— begin Records to use —

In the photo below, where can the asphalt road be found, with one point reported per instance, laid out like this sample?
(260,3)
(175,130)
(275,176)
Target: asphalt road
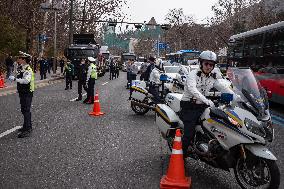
(70,149)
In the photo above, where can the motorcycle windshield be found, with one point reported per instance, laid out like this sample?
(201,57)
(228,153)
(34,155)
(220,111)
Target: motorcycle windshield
(249,89)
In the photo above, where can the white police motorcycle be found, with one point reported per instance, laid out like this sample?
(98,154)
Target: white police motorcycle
(140,98)
(231,136)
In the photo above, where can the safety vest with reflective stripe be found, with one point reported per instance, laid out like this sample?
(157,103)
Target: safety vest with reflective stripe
(94,71)
(32,83)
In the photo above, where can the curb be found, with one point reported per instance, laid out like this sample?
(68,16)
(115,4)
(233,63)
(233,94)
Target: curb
(8,88)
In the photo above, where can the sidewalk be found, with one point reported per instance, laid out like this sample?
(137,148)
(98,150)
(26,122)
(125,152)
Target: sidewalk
(49,77)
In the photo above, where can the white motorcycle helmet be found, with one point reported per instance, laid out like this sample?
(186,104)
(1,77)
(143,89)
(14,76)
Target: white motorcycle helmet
(159,64)
(207,55)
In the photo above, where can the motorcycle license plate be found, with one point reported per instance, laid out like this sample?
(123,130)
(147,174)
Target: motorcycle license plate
(138,96)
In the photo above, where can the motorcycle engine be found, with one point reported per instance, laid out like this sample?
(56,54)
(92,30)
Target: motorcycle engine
(210,149)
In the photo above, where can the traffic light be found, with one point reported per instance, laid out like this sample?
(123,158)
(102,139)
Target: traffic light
(165,26)
(138,26)
(112,24)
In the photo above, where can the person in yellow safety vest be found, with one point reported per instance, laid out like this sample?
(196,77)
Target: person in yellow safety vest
(25,87)
(91,78)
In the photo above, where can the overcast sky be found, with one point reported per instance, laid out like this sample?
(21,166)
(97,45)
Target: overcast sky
(143,10)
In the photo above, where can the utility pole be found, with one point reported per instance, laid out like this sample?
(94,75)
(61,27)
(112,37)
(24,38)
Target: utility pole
(55,40)
(158,46)
(71,22)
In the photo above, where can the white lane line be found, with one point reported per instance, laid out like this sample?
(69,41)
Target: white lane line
(77,97)
(9,131)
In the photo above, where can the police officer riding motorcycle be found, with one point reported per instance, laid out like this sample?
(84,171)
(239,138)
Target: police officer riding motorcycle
(194,101)
(230,130)
(143,99)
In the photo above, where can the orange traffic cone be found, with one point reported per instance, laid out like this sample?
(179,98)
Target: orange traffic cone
(175,177)
(2,82)
(97,107)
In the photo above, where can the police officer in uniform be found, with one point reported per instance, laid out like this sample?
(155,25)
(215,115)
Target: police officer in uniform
(25,87)
(154,80)
(194,101)
(82,75)
(91,78)
(150,67)
(69,72)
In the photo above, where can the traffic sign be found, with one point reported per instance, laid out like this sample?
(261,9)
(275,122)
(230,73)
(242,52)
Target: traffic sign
(162,45)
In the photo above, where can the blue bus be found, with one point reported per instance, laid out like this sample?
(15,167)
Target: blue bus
(188,57)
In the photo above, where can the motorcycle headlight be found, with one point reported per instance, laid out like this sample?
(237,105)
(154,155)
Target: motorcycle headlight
(255,128)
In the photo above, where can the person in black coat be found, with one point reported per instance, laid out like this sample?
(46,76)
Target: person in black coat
(43,68)
(82,77)
(9,65)
(111,70)
(61,64)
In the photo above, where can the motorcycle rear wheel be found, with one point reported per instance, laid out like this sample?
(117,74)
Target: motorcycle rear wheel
(257,173)
(139,110)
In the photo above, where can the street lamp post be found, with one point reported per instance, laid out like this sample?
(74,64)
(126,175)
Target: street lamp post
(54,6)
(55,40)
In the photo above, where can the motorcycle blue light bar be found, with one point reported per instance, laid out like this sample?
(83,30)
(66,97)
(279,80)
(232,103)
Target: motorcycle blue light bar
(227,97)
(163,77)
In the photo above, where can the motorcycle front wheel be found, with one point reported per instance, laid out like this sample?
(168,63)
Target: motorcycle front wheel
(139,110)
(257,173)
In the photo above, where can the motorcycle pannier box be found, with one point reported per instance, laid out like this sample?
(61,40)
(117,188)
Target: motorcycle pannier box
(138,93)
(165,118)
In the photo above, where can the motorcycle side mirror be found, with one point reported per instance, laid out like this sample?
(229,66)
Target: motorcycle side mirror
(163,77)
(226,98)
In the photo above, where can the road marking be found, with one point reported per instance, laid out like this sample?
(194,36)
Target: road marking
(9,131)
(77,97)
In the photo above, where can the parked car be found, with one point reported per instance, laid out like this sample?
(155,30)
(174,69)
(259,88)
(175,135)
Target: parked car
(172,71)
(272,79)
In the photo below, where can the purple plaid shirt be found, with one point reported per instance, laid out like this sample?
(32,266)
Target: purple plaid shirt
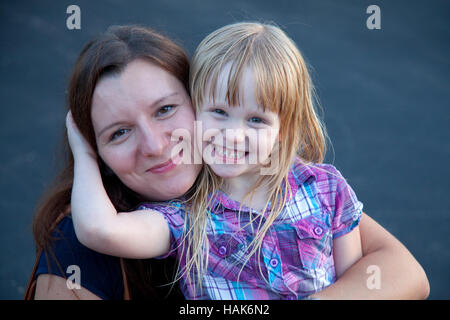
(296,256)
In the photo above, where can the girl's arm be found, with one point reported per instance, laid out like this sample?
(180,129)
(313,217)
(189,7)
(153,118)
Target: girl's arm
(137,235)
(401,276)
(346,251)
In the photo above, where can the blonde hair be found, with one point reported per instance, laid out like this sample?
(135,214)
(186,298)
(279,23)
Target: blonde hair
(283,86)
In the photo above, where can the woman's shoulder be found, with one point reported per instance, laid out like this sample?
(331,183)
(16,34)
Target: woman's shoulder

— end Records to use —

=== Written exercise ===
Reproduce every record above line for line, without changing anything. Omit the pictures from your answer.

=== Full answer ===
In the photo below, where can the asphalt road be found, with one point reported per instance, laid out like this sample?
(260,3)
(175,130)
(275,176)
Target: asphalt road
(70,149)
In the photo above, where can the motorcycle windshield be found, with one point reported per instance, laid out like this sample?
(201,57)
(228,153)
(34,155)
(220,111)
Target: motorcycle windshield
(249,89)
In the photo above, where can the white police motorcycle be found, with one point reported per instance, laid out like this sample?
(98,154)
Target: white police motorcycle
(140,98)
(231,136)
In the photo above, where can the safety vest with reflective stripe be found, with one point reported per instance, laid out like this sample?
(157,103)
Target: safety vest with reflective stripe
(94,71)
(32,83)
In the photo above, where can the curb be found, with one point reported per instance, laid out like this sample?
(68,16)
(115,4)
(233,63)
(233,94)
Target: curb
(8,88)
In the photo above, where can the sidewalk be found, with one point reported per instance, laid out like this sample?
(137,148)
(98,150)
(26,122)
(125,152)
Target: sidewalk
(49,77)
In the photo above, where can the white motorcycle helmet be found, with one point reported per instance, laid out like this sample?
(186,104)
(1,77)
(143,89)
(14,76)
Target: white motorcycle helmet
(159,64)
(207,55)
In the photo above, where can the motorcycle license plate be found, with one point reported per instance, laid out like this sample?
(123,130)
(147,174)
Target: motorcycle license plate
(138,96)
In the photo above, where can the motorcycle engine be found, with one point reported per instance, laid out like this sample?
(56,54)
(92,30)
Target: motorcycle engine
(210,149)
In the photo above, where can the traffic light be found, with one point reported per instance, laid out like this sample?
(123,158)
(102,139)
Target: traffic light
(165,26)
(138,26)
(112,24)
In the photo above, where can the person in yellow safety vest be found, with one point reported per instance, laid out like this sample?
(196,77)
Target: person in yellow safety vest
(25,87)
(91,78)
In the photo above, where can the overcast sky be found, with one point reported per instance, laid out like this sample?
(21,166)
(97,45)
Target: overcast sky
(143,10)
In the photo above, where can the utility pole be found, with one point reported per instance, laid out like this sample?
(94,75)
(61,27)
(112,37)
(24,38)
Target: utility pole
(55,40)
(158,46)
(71,22)
In the photo above, where can the white lane line be found, with one point reported per instance, laid out like this sample?
(69,41)
Target: white lane line
(77,97)
(9,131)
In the photo above, where can the police officer riding motorcycle be found, with one point reported per instance, laid out like this sample?
(84,171)
(239,138)
Target: police officer riding motorcycle
(194,101)
(230,130)
(143,99)
In the photo above, where can the orange traffic cone be found, with one point reported per instance, laid out like this sample?
(179,98)
Target: orange traffic cone
(175,177)
(2,82)
(97,107)
In the photo above, where can the police officer in uniform be found, with one point reported per instance, laid out like this sample?
(155,25)
(215,115)
Target: police officer in uniform
(25,87)
(154,80)
(194,101)
(82,75)
(91,78)
(150,67)
(69,72)
In the photo above, where can the traffic sign be found, with one point reported per instance, laid out like this sample?
(261,9)
(275,122)
(230,73)
(242,52)
Target: traffic sign
(162,45)
In the photo above, where can the blue bus be found, with one point reported per instance, laid out like this sample?
(15,167)
Target: blue bus
(188,57)
In the photo above, where can the motorcycle headlight be found, with one point reported per instance, laid out like this sample?
(237,105)
(154,155)
Target: motorcycle headlight
(255,128)
In the photo above, where can the person in black coat be found, with one point reported per instance, laid out like this sample?
(46,76)
Target: person in black coat
(43,68)
(82,77)
(9,65)
(111,70)
(61,64)
In the photo above, where can the motorcycle rear wheel be found, with one point reported per instance, laid out like this sample?
(117,74)
Target: motorcycle rear wheel
(257,173)
(139,110)
In the photo above, where can the street lamp post be found, with one point reported per instance, laid out like this sample?
(74,64)
(126,175)
Target: street lamp post
(54,6)
(55,40)
In the photo above, where can the motorcycle blue light bar be found, with one point reported per instance, laid out like this sample?
(83,30)
(66,97)
(279,80)
(232,103)
Target: motorcycle blue light bar
(227,97)
(163,77)
In the photo above, where can the motorcycle front wheel be found, with one point reported per instance, laid out like this sample?
(168,63)
Target: motorcycle front wheel
(139,110)
(257,173)
In the photo above, where can the motorcycle pannier box be found, with one point reported per instance, laid out like this sample?
(61,40)
(117,188)
Target: motorcycle pannier box
(138,93)
(165,118)
In the photo above, where can the motorcycle side mirror be found, with one point reported per instance, laid out like this sample?
(229,66)
Target: motorcycle side mirror
(163,77)
(226,98)
In the photo above, where can the road marking be found, with one point reported per instance, laid out like this sample?
(194,36)
Target: road marking
(9,131)
(77,97)
In the photo above, where can the parked car be found, with one point reported per instance, laid out like this sample?
(155,30)
(174,69)
(259,88)
(175,135)
Target: parked car
(172,71)
(272,79)
In the photo below, where can the purple plaid shirt be found, with one point reported per instance, laid out like this sample?
(32,266)
Target: purple plaid shirt
(296,256)
In the photo above, where can the girl's arm be found, with one point reported per instance, laid out like this sample?
(180,129)
(313,217)
(189,7)
(153,118)
Target: girl's arm
(137,235)
(401,276)
(346,251)
In the photo above, where can the blonde hair be found, with one point reported per instance, laid out like this sample?
(135,214)
(186,298)
(279,23)
Target: blonde hair
(283,86)
In the photo above, where can the woman's shoulder be found, with one point reported per instance, laid out like this sample?
(331,183)
(16,34)
Target: woman's shoulder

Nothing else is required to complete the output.